WHAT TO DO: Filter the listing below, copying each line that contains the word "fist". Case counts.

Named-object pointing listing
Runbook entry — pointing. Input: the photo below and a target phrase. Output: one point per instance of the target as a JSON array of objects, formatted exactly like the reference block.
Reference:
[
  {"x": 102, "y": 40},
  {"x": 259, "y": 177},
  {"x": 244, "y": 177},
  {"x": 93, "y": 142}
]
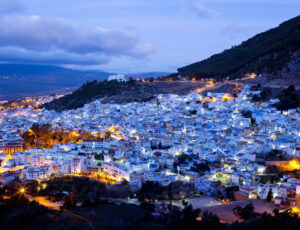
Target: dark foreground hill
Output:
[
  {"x": 276, "y": 51},
  {"x": 20, "y": 80}
]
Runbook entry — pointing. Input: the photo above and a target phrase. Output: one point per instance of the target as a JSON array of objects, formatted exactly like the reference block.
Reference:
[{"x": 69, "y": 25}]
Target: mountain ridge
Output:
[{"x": 268, "y": 52}]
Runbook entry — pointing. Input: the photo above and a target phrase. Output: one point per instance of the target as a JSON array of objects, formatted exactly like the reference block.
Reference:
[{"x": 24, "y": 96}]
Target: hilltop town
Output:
[{"x": 219, "y": 145}]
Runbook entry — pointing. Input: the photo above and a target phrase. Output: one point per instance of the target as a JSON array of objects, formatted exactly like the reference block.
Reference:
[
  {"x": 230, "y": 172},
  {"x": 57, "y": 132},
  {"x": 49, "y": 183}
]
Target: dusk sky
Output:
[{"x": 129, "y": 36}]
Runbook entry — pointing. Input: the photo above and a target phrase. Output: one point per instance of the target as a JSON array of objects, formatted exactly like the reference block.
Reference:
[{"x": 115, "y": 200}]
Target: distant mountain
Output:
[
  {"x": 21, "y": 80},
  {"x": 276, "y": 51},
  {"x": 147, "y": 75}
]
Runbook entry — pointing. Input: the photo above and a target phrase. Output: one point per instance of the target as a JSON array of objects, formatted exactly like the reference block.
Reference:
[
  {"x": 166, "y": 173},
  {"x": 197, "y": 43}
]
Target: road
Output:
[{"x": 56, "y": 206}]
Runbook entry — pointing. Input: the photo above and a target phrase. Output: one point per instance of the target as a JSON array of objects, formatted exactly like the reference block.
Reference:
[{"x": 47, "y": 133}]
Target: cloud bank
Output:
[{"x": 37, "y": 39}]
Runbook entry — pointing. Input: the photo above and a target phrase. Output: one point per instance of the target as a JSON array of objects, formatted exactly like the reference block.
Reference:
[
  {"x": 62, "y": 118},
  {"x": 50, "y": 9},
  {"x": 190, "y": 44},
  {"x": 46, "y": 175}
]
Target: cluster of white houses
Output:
[{"x": 149, "y": 138}]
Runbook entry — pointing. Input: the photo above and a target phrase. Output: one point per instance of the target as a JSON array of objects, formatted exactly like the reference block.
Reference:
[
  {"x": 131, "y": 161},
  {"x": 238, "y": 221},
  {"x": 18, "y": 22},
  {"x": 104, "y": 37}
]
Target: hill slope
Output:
[
  {"x": 268, "y": 52},
  {"x": 21, "y": 80}
]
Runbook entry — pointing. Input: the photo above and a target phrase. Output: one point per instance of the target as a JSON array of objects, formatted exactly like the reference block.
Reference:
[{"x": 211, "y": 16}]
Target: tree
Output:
[{"x": 270, "y": 195}]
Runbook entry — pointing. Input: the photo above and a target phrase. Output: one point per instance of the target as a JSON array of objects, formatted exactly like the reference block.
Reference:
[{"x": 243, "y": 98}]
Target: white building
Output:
[{"x": 118, "y": 77}]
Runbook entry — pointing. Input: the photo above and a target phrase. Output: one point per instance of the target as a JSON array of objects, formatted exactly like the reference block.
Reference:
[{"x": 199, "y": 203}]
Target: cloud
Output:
[
  {"x": 10, "y": 6},
  {"x": 198, "y": 8},
  {"x": 53, "y": 40},
  {"x": 57, "y": 57}
]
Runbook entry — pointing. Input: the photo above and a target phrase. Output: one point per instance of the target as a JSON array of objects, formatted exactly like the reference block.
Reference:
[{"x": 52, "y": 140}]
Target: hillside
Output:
[
  {"x": 274, "y": 51},
  {"x": 119, "y": 92},
  {"x": 21, "y": 80}
]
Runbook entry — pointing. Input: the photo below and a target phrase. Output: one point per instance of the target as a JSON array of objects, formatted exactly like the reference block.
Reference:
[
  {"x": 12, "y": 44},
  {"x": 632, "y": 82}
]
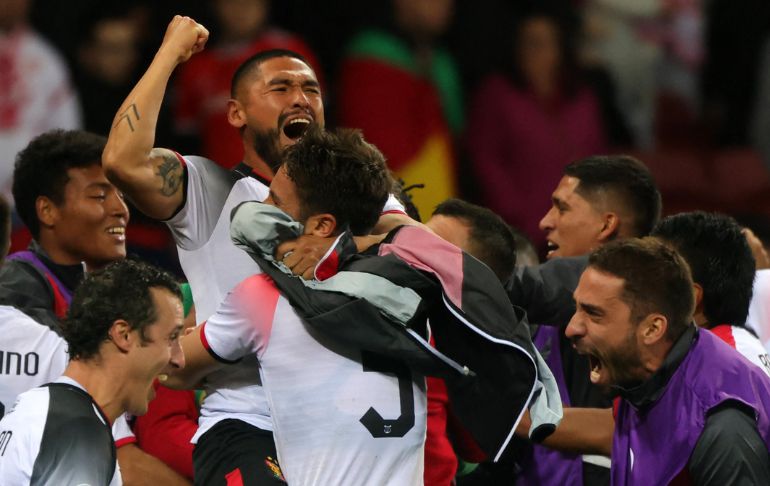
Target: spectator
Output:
[
  {"x": 35, "y": 90},
  {"x": 527, "y": 123},
  {"x": 402, "y": 88}
]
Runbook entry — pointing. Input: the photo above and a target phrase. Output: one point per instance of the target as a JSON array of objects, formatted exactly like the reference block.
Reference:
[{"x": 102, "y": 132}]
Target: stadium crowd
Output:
[{"x": 547, "y": 291}]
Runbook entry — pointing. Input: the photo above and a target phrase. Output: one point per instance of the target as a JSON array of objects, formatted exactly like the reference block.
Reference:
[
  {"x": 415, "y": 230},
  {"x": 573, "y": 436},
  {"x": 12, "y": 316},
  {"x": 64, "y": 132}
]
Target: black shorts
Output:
[{"x": 234, "y": 453}]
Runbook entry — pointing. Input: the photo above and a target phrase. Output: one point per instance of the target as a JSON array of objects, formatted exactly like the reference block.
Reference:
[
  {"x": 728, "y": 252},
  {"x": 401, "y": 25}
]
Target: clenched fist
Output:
[{"x": 184, "y": 37}]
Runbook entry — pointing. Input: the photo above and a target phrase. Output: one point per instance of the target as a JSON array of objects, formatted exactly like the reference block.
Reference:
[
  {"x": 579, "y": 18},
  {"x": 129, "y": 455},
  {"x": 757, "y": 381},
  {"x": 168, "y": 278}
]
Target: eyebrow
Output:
[
  {"x": 100, "y": 185},
  {"x": 275, "y": 198},
  {"x": 285, "y": 81},
  {"x": 559, "y": 202}
]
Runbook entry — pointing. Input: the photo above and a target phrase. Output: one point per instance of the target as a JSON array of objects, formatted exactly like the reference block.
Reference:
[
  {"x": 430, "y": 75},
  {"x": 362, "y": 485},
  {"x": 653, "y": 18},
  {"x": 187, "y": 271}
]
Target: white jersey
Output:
[
  {"x": 31, "y": 354},
  {"x": 759, "y": 308},
  {"x": 745, "y": 343},
  {"x": 57, "y": 435},
  {"x": 340, "y": 416},
  {"x": 213, "y": 266}
]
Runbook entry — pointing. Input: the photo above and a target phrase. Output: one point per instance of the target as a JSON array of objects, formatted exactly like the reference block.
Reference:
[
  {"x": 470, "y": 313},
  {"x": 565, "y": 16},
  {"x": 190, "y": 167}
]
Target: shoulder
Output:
[{"x": 730, "y": 449}]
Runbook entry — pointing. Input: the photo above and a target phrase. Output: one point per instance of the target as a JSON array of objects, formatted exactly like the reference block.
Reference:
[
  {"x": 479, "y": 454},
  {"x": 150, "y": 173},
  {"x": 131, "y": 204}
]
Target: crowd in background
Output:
[
  {"x": 488, "y": 100},
  {"x": 518, "y": 106}
]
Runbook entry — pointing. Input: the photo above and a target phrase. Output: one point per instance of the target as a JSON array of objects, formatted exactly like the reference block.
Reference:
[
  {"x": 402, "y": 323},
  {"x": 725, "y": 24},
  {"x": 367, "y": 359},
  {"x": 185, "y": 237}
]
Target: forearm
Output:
[
  {"x": 581, "y": 431},
  {"x": 151, "y": 178},
  {"x": 584, "y": 431},
  {"x": 139, "y": 468},
  {"x": 132, "y": 135}
]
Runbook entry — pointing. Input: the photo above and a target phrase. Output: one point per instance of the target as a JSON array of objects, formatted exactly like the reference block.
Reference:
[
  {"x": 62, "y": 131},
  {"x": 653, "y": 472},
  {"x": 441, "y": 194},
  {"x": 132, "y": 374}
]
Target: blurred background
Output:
[{"x": 485, "y": 99}]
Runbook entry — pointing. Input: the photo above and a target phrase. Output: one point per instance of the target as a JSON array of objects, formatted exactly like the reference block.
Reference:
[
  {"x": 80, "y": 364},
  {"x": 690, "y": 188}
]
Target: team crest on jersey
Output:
[{"x": 275, "y": 469}]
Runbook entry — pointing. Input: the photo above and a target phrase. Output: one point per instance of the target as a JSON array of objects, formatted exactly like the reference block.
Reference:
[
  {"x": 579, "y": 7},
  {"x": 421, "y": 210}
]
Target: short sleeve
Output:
[
  {"x": 122, "y": 432},
  {"x": 206, "y": 191},
  {"x": 243, "y": 322}
]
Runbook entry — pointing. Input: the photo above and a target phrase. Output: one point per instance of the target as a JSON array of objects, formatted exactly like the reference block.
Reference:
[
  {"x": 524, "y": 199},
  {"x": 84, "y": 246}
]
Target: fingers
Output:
[
  {"x": 185, "y": 37},
  {"x": 283, "y": 249}
]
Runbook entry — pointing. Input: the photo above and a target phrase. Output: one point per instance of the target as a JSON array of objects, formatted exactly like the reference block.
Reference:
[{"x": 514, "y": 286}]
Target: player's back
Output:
[{"x": 340, "y": 416}]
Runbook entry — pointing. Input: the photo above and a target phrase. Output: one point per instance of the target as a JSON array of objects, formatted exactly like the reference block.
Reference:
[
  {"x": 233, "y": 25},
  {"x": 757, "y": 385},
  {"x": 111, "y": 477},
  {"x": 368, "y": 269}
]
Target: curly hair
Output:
[
  {"x": 339, "y": 173},
  {"x": 121, "y": 290},
  {"x": 41, "y": 169}
]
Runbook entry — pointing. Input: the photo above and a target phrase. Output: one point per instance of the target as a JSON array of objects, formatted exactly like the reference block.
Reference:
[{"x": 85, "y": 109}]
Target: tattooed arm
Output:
[{"x": 151, "y": 177}]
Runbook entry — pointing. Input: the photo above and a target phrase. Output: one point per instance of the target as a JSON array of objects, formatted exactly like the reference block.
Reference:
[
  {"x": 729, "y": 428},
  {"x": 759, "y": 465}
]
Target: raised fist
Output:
[{"x": 184, "y": 37}]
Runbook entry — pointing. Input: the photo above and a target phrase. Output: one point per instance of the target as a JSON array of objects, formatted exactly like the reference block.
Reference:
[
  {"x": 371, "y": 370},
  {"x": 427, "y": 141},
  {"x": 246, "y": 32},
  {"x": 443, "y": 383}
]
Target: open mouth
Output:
[
  {"x": 117, "y": 231},
  {"x": 551, "y": 248},
  {"x": 294, "y": 129},
  {"x": 596, "y": 368}
]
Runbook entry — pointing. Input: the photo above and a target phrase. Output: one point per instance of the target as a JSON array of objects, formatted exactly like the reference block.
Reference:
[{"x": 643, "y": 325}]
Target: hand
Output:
[
  {"x": 303, "y": 254},
  {"x": 184, "y": 37},
  {"x": 757, "y": 249}
]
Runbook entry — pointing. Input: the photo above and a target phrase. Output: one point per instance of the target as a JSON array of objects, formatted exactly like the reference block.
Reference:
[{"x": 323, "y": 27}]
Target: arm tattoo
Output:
[
  {"x": 171, "y": 171},
  {"x": 126, "y": 115}
]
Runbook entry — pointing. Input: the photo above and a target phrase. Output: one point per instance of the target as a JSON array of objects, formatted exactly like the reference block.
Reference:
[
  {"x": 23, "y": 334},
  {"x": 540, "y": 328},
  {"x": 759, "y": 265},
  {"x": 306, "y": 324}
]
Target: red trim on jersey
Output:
[
  {"x": 207, "y": 347},
  {"x": 124, "y": 441},
  {"x": 257, "y": 297},
  {"x": 328, "y": 267},
  {"x": 60, "y": 305},
  {"x": 725, "y": 333},
  {"x": 234, "y": 478}
]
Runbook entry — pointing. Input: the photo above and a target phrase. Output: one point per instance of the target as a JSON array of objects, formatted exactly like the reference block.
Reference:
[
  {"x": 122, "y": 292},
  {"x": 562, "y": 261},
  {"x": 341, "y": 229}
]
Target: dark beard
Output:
[{"x": 267, "y": 146}]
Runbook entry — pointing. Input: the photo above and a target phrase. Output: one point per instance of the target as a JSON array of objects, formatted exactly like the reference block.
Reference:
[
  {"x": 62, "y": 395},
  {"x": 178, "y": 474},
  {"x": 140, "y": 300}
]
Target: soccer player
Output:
[
  {"x": 326, "y": 398},
  {"x": 275, "y": 97},
  {"x": 691, "y": 408},
  {"x": 598, "y": 200},
  {"x": 723, "y": 269},
  {"x": 122, "y": 332}
]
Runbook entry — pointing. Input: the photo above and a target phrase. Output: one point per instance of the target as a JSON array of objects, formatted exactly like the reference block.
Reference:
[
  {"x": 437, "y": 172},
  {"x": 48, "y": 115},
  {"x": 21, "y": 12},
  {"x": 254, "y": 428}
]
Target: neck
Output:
[
  {"x": 101, "y": 381},
  {"x": 56, "y": 253},
  {"x": 253, "y": 160},
  {"x": 654, "y": 357}
]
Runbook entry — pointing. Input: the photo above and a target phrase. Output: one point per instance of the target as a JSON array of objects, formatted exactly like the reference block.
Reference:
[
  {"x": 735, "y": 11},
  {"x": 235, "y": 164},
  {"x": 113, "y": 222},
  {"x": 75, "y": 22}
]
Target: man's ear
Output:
[
  {"x": 698, "y": 291},
  {"x": 323, "y": 225},
  {"x": 653, "y": 328},
  {"x": 236, "y": 116},
  {"x": 47, "y": 211},
  {"x": 610, "y": 227},
  {"x": 120, "y": 334}
]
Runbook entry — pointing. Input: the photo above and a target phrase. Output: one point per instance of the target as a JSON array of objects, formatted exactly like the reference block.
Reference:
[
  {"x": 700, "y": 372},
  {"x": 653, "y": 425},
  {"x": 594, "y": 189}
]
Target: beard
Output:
[
  {"x": 267, "y": 145},
  {"x": 624, "y": 364}
]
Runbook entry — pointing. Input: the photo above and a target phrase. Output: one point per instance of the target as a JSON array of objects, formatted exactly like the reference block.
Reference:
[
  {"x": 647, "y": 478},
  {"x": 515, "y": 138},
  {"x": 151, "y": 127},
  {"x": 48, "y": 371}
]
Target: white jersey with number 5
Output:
[{"x": 340, "y": 416}]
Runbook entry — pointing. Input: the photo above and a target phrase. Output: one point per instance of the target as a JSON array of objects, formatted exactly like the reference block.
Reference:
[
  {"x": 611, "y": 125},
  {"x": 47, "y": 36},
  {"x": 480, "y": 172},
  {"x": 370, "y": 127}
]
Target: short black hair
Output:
[
  {"x": 492, "y": 240},
  {"x": 341, "y": 174},
  {"x": 627, "y": 179},
  {"x": 121, "y": 290},
  {"x": 252, "y": 64},
  {"x": 5, "y": 227},
  {"x": 41, "y": 169},
  {"x": 656, "y": 280},
  {"x": 720, "y": 260}
]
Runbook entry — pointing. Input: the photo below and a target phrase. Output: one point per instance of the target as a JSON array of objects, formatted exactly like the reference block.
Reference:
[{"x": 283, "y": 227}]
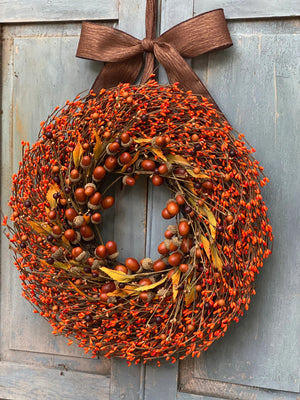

EXERCISE ANSWER:
Target: clenched fist
Target: raised fist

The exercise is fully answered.